ESTRATTO:

+ + +

Emma Gifford, prima moglie di Hardy |
Nel 1912, all'età di 72 anni, Hardy non trovava più pace nelle consolazioni cristiane e il suo riferimento alla pietra Druida è solo la prima immagine pagana presente nella poesia. Più importante è la descrizione che fa di Emma come "modellata, nella mia mente, dall'ombra", un'allusione al mondo sotterraneo dell'Ade, dall'antica tradizione greca, e in particolare al mito struggente di Orfeo ed Euridice. Così, se l'aldilà classico è al di sotto dell'uomo e tanto remoto, forse quello moderno potrebbe essere in superficie, stando all'immaginazione frustrata di un uomo perso in congetture nel proprio giardino. Come il poeta intravede l'ombra di una donna in passato ben delineata, allo stesso modo il giardino recintato rappresenta anch'esso il fantasma della sua ormai svanita vitalità. Il riferimento al colore – " il giardino bianco e solitario", suggerisce una sorta di vuoto incolmabile, mentre l'unica menzione di vegetazione è quella degli alberi ombrosi e le loro foglie "morte" (probabilmente in autunno, stando al rumore che producono, riecheggiante di una "triste risposta"). Non è inoltre possibile ignorare l'unico ricordo diretto di Emma che Hardy ci confida in questa poesia, ossia quello dell'amore di lei per il giardinaggio: il giardino era vivo quando ancora lo era lei, ma ora quella stagione vibrante è finita.
Nell'ottica di questa tetra prospettiva, Hardy presenta un dilemma: lui, poeta e uomo, dovrebbe voltarsi a verificare che Emma sia lì alle sue spalle, o lasciare che l'illusione resti immacolata? "Per tenere a bada il dolore", ragiona, "Non volterei lo sguardo per scoprire / Che non vi è nulla se non dolore": "'Non si può dimenticare il ricordo / Di una forma che, in qualche maniera, potrebbe essere lì". Il poeta intuisce che Emma potrebbe essere lì, ma sarebbe troppo rischioso provare, in quanto risulterebbe poi impossibile tenere a bada la sofferenza, lì dove la donna amata dovesse effettivamente essere assente. Tuttavia in Hardy il momento di visione non è né intensificazione luminosa dell'essere - come in Virginia Woolf - né joyciana epifania dell'essenza dell'Altro: è piuttosto celebrazione di una mancanza costitutiva. Duplice passaggio di un vuoto: perdersi del poeta nel tempo neutro dell'intervallo e della frattura, caduta della visione nell'immanenza e nella relatività.

+ + +

DATI:

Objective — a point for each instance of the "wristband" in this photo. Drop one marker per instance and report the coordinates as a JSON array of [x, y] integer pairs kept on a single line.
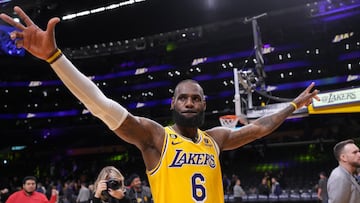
[[294, 105], [54, 57]]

+ + +

OBIETTIVO DEL COMPITO: Prosegua l'estratto sulla poesia di Hardy dedicata a Emma Gifford, riprendendo subito dopo la sua ultima frase. Le righe riportate non hanno alcun legame con l'estratto.

RISULTATO DELL'ESERCIZIO:
Hardy e la seconda moglie Florence Dugdale |
Per tale ragione, Hardy guarda anche alla parte opposta della sua parziale illusione: "Eppure volevo voltarmi e verificare", afferma, "che nessuno stesse dietro di me." Desiderare di controllare che nessuno sia lì, in quel momento, sta nell'impulso hardiano a confermare la sua triste consapevolezza che i fantasmi non sono reali: un bisogno distintamente moderno, il suo, di dissipare il sentimento a favore della sostanza. Eppure ciò che trattiene Hardy dal voltarsi è anche quello stesso sospetto che potrebbe ritrovarsi da solo. Il dubbio, quindi, domina sia la tentazione del poeta a guardare sia la voglia di non farlo. D'altronde già nella prima strofa, Hardy riconosce che le ombre si erano "nella mia immaginazione meramente aggregate nella forma di mia moglie." Egli dunque conosce la verità. Non riesce semplicemente a scontrarsi, attraverso lo sguardo, con la realtà dell'assenza di lei: è preferibile un gioco d'ombre o un'illusione ottica al dolore messo a nudo come quella roccia "bianca e minacciosa".
Il contesto in cui si apre "L'ombra sulla roccia" pone una questione più ampia: a quale luogo appartiene la fantastica illusione di Hardy? Al presente o al passato; al dominio della mente o a quello della realtà; alla fede o allo scetticismo? Una simile domanda - senza neanche il bisogno di trovare ad essa una risposta definitiva - ricorda in quale misura la tensione tra ragione ed immaginazione giochi un ruolo di prim'ordine nel vissuto letterario e non di Thomas Hardy.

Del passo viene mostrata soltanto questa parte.